Task prompt: From the line containing "trace: flower bouquet" to the end of the listing, write out every line exactly; leave out everything else.

□ □ □

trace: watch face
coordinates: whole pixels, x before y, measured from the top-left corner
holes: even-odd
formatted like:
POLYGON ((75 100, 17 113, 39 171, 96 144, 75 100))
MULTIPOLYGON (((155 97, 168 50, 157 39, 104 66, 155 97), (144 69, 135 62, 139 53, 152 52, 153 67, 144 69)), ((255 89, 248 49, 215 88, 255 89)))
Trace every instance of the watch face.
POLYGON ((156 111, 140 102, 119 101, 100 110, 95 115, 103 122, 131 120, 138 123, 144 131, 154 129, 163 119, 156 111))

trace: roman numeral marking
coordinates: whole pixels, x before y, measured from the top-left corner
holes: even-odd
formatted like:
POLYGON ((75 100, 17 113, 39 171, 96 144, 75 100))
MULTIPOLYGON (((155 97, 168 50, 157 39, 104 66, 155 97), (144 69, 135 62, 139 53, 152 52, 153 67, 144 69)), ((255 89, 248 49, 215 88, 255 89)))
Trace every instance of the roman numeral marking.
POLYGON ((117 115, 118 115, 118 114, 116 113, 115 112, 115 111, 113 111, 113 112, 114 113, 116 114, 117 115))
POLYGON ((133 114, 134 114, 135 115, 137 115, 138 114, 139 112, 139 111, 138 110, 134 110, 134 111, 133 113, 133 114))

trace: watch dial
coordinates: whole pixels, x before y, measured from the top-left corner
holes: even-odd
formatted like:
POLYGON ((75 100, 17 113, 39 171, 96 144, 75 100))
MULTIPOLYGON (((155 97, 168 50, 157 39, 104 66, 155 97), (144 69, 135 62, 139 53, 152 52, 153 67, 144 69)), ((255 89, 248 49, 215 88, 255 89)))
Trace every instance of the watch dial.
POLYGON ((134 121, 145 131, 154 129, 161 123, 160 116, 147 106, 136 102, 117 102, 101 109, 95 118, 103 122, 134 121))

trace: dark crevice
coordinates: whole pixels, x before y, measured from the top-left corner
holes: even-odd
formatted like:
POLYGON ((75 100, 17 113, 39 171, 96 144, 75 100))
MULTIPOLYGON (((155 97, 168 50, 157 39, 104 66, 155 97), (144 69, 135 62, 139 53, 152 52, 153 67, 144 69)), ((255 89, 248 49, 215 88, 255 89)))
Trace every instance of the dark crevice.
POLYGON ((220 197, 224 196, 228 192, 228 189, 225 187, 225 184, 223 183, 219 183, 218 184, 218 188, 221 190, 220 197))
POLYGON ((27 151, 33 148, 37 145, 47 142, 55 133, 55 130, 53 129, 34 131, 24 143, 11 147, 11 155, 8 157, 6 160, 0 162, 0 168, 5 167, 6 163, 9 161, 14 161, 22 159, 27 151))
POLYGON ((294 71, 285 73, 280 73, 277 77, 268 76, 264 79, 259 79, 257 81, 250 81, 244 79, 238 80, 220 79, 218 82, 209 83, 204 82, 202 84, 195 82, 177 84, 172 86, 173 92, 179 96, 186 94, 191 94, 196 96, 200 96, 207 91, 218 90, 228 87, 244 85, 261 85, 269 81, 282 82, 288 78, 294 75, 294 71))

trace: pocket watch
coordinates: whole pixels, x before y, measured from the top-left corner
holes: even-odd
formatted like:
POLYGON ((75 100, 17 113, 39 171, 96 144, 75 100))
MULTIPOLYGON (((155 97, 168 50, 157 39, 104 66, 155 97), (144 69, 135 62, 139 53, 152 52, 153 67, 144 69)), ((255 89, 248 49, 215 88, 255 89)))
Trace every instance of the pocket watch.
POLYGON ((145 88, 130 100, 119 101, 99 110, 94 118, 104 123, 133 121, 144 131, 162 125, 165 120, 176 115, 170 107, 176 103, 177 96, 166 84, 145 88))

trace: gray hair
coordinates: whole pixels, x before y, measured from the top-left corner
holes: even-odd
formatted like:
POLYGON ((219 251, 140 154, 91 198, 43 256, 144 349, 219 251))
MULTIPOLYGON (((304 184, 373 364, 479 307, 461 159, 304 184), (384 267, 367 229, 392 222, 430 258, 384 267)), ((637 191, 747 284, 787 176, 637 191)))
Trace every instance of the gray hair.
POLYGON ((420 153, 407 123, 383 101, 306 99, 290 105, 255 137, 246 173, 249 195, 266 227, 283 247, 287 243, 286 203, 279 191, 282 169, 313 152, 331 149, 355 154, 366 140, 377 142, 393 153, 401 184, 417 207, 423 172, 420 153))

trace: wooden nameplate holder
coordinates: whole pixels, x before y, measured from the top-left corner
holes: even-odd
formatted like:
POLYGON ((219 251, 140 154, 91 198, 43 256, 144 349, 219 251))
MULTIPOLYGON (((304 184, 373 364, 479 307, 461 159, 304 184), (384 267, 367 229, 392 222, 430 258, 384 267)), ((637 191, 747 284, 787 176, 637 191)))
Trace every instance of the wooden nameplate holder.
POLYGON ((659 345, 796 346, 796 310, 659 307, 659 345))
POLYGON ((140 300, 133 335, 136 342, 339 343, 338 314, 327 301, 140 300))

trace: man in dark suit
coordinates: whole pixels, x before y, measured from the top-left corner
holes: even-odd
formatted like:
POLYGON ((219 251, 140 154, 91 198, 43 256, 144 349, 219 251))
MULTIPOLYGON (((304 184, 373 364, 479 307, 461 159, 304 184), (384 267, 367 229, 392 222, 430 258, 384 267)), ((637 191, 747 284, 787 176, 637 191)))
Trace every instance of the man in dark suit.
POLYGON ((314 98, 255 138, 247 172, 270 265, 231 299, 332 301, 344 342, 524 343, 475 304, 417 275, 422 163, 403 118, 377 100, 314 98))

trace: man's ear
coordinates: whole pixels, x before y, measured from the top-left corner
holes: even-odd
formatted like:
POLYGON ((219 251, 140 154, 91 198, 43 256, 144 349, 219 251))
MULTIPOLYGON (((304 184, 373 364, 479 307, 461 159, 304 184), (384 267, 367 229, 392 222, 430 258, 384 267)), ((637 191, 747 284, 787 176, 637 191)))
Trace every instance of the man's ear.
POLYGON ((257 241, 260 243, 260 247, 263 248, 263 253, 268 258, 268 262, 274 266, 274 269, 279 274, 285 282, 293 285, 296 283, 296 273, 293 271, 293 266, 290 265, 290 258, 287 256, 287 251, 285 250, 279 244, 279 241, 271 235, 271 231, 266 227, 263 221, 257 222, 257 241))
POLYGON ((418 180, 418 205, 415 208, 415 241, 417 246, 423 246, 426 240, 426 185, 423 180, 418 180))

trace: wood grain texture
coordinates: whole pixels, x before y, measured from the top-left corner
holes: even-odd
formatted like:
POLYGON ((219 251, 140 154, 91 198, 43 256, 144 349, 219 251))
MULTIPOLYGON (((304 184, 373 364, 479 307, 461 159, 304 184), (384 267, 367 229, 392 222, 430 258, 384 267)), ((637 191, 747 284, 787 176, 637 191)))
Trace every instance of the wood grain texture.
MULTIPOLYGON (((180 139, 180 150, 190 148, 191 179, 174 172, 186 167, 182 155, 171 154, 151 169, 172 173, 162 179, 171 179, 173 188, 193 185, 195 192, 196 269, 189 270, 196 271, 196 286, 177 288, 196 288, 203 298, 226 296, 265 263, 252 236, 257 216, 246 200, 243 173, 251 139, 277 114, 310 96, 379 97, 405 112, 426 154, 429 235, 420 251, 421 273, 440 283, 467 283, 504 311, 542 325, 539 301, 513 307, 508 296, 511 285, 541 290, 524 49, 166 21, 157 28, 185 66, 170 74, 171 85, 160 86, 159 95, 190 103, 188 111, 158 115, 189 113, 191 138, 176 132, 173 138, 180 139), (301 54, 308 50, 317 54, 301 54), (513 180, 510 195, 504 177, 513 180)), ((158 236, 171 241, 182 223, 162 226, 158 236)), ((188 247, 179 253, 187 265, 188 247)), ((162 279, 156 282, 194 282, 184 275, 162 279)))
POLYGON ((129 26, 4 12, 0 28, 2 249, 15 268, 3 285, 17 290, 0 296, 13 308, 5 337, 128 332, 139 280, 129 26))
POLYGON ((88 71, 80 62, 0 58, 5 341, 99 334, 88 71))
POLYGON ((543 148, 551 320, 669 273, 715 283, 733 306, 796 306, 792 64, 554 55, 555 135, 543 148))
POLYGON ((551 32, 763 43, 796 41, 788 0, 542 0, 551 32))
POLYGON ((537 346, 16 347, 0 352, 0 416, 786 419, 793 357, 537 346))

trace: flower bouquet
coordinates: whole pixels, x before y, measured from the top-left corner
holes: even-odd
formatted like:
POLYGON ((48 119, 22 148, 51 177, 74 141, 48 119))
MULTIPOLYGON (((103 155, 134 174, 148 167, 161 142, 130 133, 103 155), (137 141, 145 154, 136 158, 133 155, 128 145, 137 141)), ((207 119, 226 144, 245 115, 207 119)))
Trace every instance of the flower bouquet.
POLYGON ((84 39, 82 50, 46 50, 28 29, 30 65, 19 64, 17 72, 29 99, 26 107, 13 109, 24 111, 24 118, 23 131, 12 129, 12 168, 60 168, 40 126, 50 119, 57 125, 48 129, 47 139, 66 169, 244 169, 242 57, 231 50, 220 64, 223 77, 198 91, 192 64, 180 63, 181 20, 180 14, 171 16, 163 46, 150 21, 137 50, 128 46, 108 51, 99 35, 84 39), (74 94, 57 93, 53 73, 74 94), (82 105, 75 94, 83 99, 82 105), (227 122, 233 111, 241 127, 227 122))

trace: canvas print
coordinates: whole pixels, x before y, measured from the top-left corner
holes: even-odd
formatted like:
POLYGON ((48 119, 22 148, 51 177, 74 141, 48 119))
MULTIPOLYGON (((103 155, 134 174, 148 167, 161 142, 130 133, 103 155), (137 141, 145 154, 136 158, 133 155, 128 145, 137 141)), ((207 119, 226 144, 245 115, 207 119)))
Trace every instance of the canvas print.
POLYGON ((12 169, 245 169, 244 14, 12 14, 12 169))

□ □ □

Result below:
trace: flower bouquet
coordinates: whole pixels, x before y, measured from the top-left corner
holes: even-odd
formatted like:
POLYGON ((48 119, 22 148, 51 177, 74 141, 48 119))
MULTIPOLYGON (((103 155, 134 174, 148 167, 161 142, 130 133, 103 155), (137 141, 145 154, 136 158, 133 155, 128 145, 137 141)), ((207 119, 226 144, 245 115, 207 119)))
Trace every instance of the flower bouquet.
POLYGON ((84 39, 82 50, 46 50, 28 29, 30 65, 19 64, 17 72, 29 99, 26 107, 13 109, 24 111, 24 118, 23 131, 12 129, 12 168, 60 168, 40 126, 50 119, 57 125, 48 129, 47 139, 66 169, 244 169, 242 57, 231 50, 220 64, 223 77, 198 91, 192 64, 180 63, 181 20, 180 14, 171 16, 163 46, 150 21, 137 50, 128 46, 108 51, 99 35, 84 39), (74 94, 57 93, 53 73, 74 94), (82 105, 75 94, 83 99, 82 105), (227 122, 233 111, 241 127, 227 122))

trace: canvas print
coordinates: whole pixels, x before y, measured from the top-left corner
holes: even-odd
formatted like:
POLYGON ((48 119, 22 148, 51 177, 74 141, 48 119))
MULTIPOLYGON (((103 155, 134 174, 148 167, 161 142, 130 133, 103 155), (137 141, 145 154, 136 158, 133 155, 128 145, 137 141)), ((207 119, 226 144, 245 115, 207 119)))
Trace every instance of the canvas print.
POLYGON ((12 169, 245 169, 244 14, 12 14, 12 169))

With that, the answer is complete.